:: TASK ::
Please print the lines of the listing below, without changes, from the line holding "Thank you for the photo. Could you point to the wet" through the line holding "column 143, row 246", both included.

:: SUPPLIED INFORMATION ::
◇ ◇ ◇

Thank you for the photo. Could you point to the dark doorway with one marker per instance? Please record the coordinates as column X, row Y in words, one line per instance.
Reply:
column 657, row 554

◇ ◇ ◇

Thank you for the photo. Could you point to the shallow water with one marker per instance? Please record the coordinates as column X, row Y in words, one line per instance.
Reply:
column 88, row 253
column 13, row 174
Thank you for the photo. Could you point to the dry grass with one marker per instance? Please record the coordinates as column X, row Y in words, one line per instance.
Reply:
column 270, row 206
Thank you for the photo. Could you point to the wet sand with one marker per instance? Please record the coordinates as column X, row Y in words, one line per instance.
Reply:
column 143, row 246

◇ ◇ ◇

:: FINAL RESULT ::
Thank you for the photo. Could you point to the wet sand with one marker per instance? Please record the coordinates as column X, row Y in words, one line per instance.
Reply:
column 143, row 246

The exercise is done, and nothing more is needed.